## The records
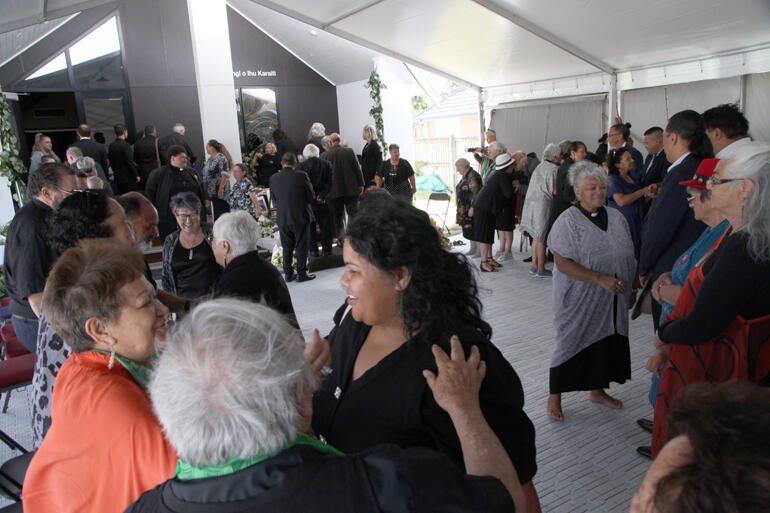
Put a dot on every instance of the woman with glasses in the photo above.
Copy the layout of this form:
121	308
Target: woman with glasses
189	266
725	302
168	181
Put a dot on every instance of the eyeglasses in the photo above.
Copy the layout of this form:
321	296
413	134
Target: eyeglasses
718	181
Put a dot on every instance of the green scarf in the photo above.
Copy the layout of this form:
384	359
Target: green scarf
139	372
186	471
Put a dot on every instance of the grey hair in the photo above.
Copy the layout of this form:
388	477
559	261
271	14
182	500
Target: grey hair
74	152
229	382
317	130
462	163
497	145
240	229
310	151
752	162
551	151
86	164
584	169
184	200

## Direction
Please write out the records above again, swapping every "Target" for "Object" and changing nothing else. Leave the pictures out of your answer.

## The result
Put a dot on every instance of the woman with glasses in the photo above.
Copy the layout of this form:
121	308
Object: woman with glasses
189	266
725	302
168	181
Put a dot on every instance of the eyeglasses in the photo above.
Copy the layout of this form:
321	296
413	134
Object: eyeglasses
718	181
Put a dot on every instance of the green scarf in the photo above.
Copy the layout of this form:
384	359
Object: green scarf
139	372
186	471
Put a dot on every instance of the grey hair in the photo above.
Copy the layout of this form:
388	477
559	261
271	14
182	500
Object: grey hair
74	152
229	382
317	130
462	163
497	145
240	229
310	151
752	162
551	151
86	164
584	169
184	200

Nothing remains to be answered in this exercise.